▶ **GIVEN PROBLEM**: Collect every line in the rows below that contains the string "crowd". Treat uppercase and lowercase letters as distinct.

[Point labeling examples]
§ §
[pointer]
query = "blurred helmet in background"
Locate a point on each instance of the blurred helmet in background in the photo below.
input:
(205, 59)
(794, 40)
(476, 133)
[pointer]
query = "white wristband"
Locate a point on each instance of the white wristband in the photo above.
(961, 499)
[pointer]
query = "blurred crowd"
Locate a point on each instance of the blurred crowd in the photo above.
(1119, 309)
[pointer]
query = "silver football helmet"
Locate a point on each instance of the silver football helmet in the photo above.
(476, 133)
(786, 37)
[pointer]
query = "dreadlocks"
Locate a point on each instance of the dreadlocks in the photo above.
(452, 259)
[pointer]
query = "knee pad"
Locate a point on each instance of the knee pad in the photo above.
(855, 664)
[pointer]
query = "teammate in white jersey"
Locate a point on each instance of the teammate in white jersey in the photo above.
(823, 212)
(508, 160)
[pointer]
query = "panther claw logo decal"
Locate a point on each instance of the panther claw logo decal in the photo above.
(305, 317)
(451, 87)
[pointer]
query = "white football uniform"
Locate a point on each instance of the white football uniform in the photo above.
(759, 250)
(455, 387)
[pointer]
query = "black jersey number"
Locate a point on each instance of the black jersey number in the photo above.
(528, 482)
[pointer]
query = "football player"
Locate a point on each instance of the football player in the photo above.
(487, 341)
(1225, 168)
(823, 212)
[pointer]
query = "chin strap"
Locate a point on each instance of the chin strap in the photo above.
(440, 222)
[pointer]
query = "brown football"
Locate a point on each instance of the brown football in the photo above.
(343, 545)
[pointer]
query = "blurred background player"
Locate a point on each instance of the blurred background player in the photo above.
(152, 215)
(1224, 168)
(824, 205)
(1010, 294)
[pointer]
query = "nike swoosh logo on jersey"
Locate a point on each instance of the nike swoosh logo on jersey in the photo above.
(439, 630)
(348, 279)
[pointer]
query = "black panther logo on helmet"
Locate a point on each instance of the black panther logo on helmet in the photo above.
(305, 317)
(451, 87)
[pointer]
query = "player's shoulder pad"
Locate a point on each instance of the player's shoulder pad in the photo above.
§ §
▶ **THE SOLUTION**:
query = "blurred crowd"
Locate a point on each instance of the blurred crowd in the photo above.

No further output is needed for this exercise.